**WHAT YOU HAVE TO DO:** Extract the entries in their exact form.

**DATASET CONTENT:**
━━━━━━━━━━

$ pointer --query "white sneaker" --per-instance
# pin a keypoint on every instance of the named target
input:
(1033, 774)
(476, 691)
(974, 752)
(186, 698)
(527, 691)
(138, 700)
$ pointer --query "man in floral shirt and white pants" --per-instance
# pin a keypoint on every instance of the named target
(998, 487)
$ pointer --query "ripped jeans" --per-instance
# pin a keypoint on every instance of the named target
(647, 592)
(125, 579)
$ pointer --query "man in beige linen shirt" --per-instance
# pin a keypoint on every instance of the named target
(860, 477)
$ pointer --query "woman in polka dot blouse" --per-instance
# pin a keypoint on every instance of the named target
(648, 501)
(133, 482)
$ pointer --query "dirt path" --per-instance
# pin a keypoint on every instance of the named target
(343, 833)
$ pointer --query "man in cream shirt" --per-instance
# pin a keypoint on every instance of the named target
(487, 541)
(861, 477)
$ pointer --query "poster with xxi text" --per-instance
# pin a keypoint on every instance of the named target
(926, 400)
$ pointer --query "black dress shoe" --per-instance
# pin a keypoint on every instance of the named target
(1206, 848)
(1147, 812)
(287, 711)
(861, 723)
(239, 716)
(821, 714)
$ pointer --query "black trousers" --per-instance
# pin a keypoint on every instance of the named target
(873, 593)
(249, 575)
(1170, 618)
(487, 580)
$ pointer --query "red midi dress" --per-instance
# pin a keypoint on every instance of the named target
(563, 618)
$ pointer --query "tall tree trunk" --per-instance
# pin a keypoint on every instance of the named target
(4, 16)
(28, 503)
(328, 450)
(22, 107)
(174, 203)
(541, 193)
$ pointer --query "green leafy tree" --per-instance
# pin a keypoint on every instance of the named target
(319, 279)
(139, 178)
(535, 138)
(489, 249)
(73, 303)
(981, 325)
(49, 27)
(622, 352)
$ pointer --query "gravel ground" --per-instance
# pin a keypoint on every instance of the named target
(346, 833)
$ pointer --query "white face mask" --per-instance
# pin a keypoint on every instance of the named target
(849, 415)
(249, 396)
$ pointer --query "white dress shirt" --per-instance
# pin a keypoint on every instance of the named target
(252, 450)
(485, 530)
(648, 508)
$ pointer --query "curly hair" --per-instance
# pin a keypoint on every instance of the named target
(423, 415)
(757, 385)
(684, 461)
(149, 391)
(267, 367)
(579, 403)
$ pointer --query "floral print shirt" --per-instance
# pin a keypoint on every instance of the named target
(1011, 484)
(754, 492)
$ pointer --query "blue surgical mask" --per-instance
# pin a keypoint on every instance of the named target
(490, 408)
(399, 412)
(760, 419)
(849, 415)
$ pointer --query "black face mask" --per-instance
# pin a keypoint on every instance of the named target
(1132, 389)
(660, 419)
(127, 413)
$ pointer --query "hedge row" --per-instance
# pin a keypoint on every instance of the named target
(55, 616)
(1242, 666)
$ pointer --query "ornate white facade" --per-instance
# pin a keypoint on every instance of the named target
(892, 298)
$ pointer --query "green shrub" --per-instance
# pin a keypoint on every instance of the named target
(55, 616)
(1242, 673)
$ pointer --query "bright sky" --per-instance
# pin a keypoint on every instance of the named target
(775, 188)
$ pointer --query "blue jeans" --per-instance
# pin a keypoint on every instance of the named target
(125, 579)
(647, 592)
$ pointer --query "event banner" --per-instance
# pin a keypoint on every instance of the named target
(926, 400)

━━━━━━━━━━

**ANSWER IN FULL:**
$ pointer --query "white sneaker" --per-instance
# pin a keypoint on every instance of the named target
input:
(1033, 774)
(476, 691)
(974, 752)
(186, 698)
(527, 691)
(138, 700)
$ pointer --query "man in floral shirt and white pants" --per-instance
# pin a keypoint on every instance of the named target
(998, 487)
$ pointer --query "ripped jeans" --per-instance
# pin a keypoint on every instance of the named target
(647, 592)
(125, 579)
$ pointer --query "man in beige linen shirt" --per-instance
# pin a keypoint on every instance of the named target
(860, 477)
$ pointer --query "woman in polka dot blouse" --per-instance
# pin a keypoint on every instance of the named target
(648, 501)
(133, 482)
$ pointer --query "dirt path" --per-instance
# pin a keypoint on every instance of the named target
(343, 833)
$ pointer --query "man in cream shirt" --per-instance
# pin a keypoint on every instance of the named target
(487, 541)
(861, 477)
$ pointer --query "poster with xxi text" --per-instance
# pin a keypoint on every instance of the named target
(926, 400)
$ pointer --query "black dress shoe" --per-instance
# pin a keypoint on every instance of the named target
(1206, 848)
(1147, 812)
(287, 711)
(861, 723)
(239, 716)
(821, 714)
$ pointer --query "black trousers" --per-instance
# pin a keypoint on every instance of the named target
(873, 593)
(249, 575)
(1170, 618)
(487, 580)
$ pointer --query "red midi dress" --per-instance
# pin a keypoint on every instance of the named target
(563, 618)
$ pointer --query "tall tree trunk" --per-instance
# pin a keypoint on every instance of the named target
(4, 16)
(28, 503)
(328, 450)
(22, 107)
(174, 203)
(541, 193)
$ pointer --query "green leafy tree" --per-instance
# pin a keypoint on every instance of the named target
(319, 279)
(139, 178)
(535, 138)
(489, 249)
(73, 303)
(981, 325)
(49, 27)
(622, 352)
$ pointer --query "gravel ground" --per-instance
# pin a keypoint on every instance of the named target
(346, 833)
$ pointer --query "white face mask" --per-instance
# pin a keypoint on every instance of the named target
(849, 415)
(249, 396)
$ pointer --query "white dress shirt" --per-instance
# pin a keypoint on every instance of the named target
(252, 450)
(485, 530)
(648, 508)
$ pointer --query "curly hair" --per-instance
# pin a keypoint on every instance of the named target
(423, 415)
(757, 385)
(684, 461)
(149, 391)
(267, 367)
(579, 403)
$ pointer --query "floral print shirt" --per-instance
# pin a keypoint on every instance of the named target
(1011, 484)
(754, 492)
$ pointer --query "blue surgical mask" --per-instance
# pin a keypoint on every instance of the named target
(490, 408)
(399, 412)
(760, 419)
(849, 415)
$ pointer --query "black face mask" --per-instance
# pin a keypoint on every instance of the named target
(1132, 389)
(660, 419)
(127, 413)
$ pointer --query "hedge row" --per-instance
# pin a keypoint on every instance of the named target
(55, 616)
(1242, 666)
$ pointer --query "ornate white facade" --per-instance
# pin a keypoint on every instance of the named target
(892, 298)
$ pointer --query "green shrub" --per-instance
# pin a keypoint on every instance of the named target
(55, 616)
(1242, 673)
$ pointer --query "bright sky" --per-instance
# pin a keypoint on every instance of the named target
(775, 188)
$ pointer --query "blue jeans" --per-instance
# pin a keypoint on every instance of the named target
(125, 579)
(647, 592)
$ pointer --query "event banner" --per-instance
# pin a keypoint on every instance of the named target
(926, 400)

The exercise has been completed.